TASK OBJECTIVE: Please write out, unchanged, the rows below from the one containing "segment --target=dark hair" through the one containing "M 145 10 L 143", including both of those rows.

SUPPLIED RECORDS:
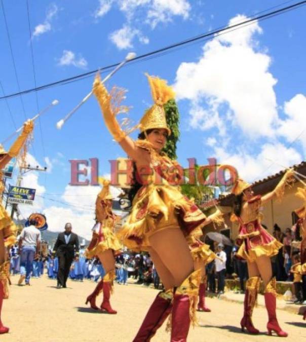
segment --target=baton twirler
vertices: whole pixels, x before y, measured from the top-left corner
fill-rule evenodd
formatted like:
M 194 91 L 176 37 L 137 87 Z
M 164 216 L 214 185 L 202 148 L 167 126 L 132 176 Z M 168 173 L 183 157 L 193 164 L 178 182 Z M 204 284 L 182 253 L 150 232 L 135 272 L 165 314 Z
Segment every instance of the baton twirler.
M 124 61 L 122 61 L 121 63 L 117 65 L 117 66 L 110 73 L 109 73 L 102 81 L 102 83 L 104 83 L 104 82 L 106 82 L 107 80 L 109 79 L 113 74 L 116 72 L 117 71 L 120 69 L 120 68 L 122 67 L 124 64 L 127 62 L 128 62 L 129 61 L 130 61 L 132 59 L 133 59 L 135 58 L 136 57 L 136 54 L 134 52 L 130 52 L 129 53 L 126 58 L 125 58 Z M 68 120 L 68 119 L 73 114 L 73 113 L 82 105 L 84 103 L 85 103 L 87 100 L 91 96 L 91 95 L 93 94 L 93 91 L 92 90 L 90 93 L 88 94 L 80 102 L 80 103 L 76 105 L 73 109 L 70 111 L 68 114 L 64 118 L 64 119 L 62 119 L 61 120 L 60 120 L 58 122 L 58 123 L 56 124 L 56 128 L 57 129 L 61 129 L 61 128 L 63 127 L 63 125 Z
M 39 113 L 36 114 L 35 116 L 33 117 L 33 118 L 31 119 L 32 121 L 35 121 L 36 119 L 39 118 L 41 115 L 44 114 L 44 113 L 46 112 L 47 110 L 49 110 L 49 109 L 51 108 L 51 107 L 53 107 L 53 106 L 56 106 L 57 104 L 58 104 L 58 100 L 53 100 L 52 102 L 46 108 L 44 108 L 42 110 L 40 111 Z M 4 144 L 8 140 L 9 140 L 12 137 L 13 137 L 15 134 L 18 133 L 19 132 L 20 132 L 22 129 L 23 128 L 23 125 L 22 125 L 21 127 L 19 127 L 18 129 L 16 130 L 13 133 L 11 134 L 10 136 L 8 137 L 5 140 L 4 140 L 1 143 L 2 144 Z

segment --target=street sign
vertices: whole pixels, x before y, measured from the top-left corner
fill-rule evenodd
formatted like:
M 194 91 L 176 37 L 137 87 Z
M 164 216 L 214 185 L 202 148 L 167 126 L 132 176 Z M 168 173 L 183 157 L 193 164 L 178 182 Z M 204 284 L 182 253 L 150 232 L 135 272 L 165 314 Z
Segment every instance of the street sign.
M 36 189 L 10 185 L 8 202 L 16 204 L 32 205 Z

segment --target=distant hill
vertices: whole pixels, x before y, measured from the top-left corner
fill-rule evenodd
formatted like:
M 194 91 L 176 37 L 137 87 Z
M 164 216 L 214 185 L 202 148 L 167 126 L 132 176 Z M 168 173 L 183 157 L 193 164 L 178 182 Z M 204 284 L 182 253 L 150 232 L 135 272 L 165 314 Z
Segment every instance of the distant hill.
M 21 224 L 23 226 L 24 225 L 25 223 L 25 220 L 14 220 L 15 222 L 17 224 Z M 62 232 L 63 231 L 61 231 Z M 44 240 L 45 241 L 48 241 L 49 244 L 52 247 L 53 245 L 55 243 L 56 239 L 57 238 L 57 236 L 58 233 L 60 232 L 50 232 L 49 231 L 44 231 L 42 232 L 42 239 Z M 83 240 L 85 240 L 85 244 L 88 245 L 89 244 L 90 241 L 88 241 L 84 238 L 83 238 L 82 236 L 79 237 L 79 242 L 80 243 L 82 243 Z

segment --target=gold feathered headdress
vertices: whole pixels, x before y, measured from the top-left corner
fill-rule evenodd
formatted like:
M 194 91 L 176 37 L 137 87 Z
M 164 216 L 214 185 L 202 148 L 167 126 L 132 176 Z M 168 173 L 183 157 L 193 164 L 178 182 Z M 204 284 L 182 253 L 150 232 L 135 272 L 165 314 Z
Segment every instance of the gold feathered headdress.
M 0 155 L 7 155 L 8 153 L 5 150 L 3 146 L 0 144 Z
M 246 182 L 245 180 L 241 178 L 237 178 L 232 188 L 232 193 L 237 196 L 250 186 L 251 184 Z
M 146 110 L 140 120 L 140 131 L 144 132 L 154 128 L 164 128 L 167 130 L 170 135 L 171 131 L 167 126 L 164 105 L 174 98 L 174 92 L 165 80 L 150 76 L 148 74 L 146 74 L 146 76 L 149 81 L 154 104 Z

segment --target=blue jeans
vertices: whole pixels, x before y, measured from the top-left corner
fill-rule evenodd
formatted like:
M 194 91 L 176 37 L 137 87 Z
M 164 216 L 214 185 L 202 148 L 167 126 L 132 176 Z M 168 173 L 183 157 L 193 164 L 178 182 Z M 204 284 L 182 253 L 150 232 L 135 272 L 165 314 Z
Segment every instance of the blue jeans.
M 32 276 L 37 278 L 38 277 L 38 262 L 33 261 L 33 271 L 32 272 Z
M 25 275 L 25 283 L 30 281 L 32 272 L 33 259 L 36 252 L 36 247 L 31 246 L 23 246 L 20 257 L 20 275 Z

...

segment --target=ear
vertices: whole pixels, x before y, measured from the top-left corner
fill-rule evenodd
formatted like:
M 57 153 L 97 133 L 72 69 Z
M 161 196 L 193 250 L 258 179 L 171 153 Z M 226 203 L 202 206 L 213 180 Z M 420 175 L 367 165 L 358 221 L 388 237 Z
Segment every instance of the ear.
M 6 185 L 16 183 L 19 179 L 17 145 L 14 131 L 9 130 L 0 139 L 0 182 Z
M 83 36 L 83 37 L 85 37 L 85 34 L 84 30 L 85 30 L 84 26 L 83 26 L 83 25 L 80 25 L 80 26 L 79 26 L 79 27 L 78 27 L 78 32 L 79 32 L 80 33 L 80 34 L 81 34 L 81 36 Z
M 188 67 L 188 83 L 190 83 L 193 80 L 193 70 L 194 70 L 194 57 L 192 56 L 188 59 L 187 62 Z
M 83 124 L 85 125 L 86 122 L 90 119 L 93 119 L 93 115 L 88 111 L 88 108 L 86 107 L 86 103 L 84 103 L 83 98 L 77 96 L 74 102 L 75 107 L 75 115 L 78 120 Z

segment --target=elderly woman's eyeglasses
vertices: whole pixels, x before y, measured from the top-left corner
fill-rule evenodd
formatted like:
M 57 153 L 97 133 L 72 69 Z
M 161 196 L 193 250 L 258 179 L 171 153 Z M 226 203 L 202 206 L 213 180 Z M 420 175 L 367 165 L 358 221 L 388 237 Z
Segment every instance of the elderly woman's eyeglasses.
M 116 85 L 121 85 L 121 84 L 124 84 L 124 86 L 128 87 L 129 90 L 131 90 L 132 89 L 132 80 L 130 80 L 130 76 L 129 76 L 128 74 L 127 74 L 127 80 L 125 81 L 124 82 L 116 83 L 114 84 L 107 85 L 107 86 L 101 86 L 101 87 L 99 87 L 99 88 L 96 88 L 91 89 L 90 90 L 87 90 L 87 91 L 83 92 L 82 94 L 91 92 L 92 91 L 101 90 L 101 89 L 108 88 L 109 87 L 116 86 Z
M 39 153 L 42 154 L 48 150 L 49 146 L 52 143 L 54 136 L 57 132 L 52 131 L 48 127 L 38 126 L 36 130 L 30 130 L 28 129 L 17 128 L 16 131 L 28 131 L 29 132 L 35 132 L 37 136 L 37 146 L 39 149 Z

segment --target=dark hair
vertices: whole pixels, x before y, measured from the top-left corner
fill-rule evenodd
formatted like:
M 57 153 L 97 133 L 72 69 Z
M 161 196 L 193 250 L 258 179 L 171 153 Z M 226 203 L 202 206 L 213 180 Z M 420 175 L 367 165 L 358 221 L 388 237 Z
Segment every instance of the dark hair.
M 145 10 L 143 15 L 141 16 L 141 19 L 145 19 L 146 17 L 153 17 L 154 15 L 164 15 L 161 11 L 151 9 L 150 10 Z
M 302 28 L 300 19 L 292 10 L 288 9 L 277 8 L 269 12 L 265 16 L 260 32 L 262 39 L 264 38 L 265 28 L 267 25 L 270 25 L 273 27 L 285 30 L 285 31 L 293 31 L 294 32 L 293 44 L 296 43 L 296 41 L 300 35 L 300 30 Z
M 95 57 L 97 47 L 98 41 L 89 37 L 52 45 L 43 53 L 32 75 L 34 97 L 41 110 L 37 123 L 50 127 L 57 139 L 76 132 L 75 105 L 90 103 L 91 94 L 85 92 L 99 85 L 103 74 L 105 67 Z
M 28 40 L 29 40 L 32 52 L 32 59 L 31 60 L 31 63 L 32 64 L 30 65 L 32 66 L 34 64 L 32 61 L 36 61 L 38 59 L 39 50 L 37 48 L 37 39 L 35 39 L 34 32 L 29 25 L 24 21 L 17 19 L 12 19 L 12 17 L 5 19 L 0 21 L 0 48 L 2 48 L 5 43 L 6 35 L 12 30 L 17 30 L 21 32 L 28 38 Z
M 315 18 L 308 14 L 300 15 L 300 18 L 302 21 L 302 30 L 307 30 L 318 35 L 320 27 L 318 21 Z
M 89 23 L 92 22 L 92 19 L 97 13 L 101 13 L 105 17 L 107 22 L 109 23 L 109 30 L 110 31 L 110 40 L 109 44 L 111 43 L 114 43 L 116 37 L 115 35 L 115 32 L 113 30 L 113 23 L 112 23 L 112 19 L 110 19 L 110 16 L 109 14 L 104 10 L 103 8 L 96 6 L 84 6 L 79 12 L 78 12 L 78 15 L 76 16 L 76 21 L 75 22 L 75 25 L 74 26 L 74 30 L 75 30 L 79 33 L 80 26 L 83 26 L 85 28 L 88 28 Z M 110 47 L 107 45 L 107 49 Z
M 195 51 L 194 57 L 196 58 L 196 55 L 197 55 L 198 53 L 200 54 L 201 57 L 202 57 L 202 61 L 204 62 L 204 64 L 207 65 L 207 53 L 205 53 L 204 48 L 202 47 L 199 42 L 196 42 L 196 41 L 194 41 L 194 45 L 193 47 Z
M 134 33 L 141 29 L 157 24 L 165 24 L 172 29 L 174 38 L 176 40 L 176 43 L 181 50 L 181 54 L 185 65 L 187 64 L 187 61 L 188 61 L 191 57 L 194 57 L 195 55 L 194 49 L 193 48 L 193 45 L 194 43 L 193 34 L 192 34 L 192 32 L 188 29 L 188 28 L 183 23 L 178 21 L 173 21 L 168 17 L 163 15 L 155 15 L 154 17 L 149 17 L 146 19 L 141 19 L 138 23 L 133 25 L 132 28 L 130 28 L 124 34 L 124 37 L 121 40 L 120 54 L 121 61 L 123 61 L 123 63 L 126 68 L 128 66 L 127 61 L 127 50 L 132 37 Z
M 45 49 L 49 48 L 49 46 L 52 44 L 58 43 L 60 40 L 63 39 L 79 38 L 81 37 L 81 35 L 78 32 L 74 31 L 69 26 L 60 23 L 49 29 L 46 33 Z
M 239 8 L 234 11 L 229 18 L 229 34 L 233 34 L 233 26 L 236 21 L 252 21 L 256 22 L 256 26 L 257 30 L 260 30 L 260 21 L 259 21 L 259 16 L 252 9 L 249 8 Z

---

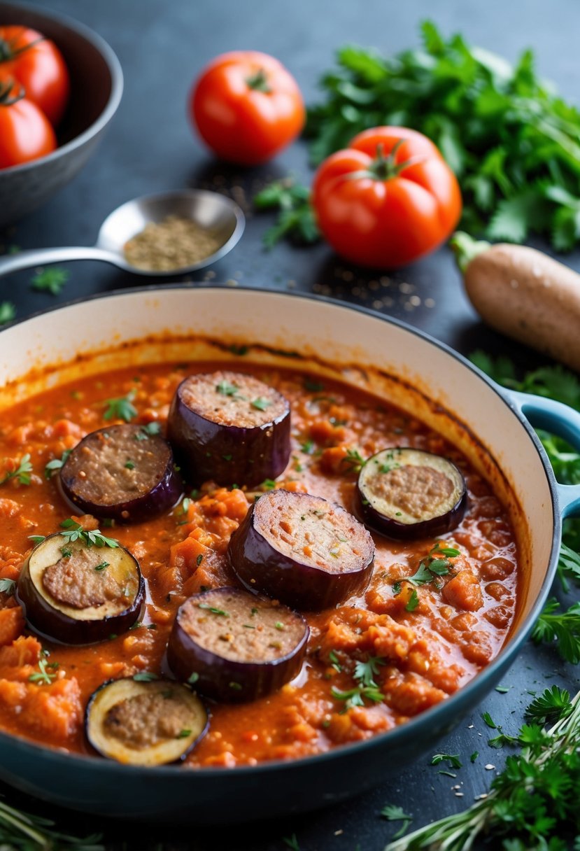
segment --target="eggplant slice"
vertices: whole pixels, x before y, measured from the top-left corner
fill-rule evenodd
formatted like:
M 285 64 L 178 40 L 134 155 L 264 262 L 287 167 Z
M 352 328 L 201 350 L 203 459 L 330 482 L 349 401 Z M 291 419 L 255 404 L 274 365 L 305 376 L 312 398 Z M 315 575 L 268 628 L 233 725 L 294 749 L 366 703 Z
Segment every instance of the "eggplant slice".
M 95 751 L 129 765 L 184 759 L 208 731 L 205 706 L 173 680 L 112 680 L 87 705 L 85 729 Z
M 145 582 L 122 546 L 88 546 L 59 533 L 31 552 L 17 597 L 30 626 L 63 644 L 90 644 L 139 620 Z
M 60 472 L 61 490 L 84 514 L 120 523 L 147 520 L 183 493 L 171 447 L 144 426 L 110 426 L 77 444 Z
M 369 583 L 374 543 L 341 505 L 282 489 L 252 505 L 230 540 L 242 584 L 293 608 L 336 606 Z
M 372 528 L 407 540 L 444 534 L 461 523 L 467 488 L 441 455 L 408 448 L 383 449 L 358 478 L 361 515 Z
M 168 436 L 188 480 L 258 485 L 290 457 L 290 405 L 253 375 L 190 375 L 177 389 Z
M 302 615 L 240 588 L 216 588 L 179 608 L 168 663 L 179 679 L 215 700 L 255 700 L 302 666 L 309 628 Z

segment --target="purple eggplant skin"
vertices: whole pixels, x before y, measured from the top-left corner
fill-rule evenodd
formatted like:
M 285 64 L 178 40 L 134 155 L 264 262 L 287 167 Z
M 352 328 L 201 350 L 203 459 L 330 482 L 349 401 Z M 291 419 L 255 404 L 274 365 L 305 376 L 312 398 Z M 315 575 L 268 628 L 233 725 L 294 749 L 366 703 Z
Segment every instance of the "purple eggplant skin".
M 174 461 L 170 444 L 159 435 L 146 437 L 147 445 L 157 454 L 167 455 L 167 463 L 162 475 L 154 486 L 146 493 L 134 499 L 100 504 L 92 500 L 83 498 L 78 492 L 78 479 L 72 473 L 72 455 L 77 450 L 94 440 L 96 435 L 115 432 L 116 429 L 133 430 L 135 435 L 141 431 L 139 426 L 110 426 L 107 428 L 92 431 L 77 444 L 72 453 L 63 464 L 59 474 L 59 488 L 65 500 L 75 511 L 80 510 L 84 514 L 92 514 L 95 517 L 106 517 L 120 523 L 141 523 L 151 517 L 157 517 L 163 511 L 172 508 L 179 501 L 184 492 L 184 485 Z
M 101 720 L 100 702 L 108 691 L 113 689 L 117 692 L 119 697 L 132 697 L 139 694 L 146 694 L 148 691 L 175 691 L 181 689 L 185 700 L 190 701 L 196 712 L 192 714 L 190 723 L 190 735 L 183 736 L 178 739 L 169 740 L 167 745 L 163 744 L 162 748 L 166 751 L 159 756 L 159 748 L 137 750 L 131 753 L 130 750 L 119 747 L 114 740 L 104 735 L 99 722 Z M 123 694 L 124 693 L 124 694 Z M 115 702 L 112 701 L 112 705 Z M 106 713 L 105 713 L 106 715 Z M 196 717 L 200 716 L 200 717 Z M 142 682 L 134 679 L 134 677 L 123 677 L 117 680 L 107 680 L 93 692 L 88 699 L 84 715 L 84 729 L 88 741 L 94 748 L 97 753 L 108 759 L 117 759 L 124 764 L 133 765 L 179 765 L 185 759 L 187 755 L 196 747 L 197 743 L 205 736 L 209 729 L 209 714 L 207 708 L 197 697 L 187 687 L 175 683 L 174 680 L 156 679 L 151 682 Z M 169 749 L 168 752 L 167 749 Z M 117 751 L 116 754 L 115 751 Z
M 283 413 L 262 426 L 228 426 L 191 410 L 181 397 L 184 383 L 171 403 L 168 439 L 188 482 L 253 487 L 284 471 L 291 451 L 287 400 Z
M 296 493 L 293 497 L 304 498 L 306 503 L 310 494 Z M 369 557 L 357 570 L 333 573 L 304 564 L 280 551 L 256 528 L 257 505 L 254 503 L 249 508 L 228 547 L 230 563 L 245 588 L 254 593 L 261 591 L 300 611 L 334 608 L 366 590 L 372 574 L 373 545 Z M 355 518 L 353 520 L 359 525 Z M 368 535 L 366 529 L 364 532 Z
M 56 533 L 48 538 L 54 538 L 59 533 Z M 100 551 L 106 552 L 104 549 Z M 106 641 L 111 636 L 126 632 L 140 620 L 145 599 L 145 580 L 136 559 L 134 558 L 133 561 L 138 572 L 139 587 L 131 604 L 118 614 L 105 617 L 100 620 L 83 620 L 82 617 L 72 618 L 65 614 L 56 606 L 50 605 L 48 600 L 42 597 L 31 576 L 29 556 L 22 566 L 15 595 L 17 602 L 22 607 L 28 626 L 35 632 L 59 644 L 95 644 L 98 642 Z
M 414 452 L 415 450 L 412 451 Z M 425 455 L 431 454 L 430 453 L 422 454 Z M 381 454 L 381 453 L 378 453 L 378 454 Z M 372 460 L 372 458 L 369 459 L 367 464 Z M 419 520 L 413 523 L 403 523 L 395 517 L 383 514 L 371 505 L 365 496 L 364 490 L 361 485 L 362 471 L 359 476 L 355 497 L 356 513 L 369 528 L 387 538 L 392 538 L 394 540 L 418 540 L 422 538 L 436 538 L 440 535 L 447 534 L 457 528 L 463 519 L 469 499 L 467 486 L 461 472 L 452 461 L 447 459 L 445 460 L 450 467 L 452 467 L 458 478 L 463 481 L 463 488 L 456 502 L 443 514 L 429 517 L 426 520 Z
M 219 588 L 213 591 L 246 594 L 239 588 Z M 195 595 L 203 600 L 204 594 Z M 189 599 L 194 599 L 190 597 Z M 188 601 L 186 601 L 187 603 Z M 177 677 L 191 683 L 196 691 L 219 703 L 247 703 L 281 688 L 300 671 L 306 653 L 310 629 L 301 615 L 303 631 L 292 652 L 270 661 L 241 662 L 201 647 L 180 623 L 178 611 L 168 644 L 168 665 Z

ANSWER IN FULL:
segment --target=dark hair
vertices: whole pixels, x before y, measured from the top-left corner
fill-rule evenodd
formatted like:
M 57 153 L 97 133 L 72 69 Z
M 161 196 L 193 250 L 258 179 L 171 153 Z M 226 203 L 202 206 L 213 180 Z M 420 175 L 367 165 L 358 221 L 388 237 Z
Segment every instance of the dark hair.
M 145 10 L 143 15 L 141 16 L 141 19 L 145 19 L 146 17 L 153 17 L 154 15 L 164 15 L 161 11 L 151 9 L 150 10 Z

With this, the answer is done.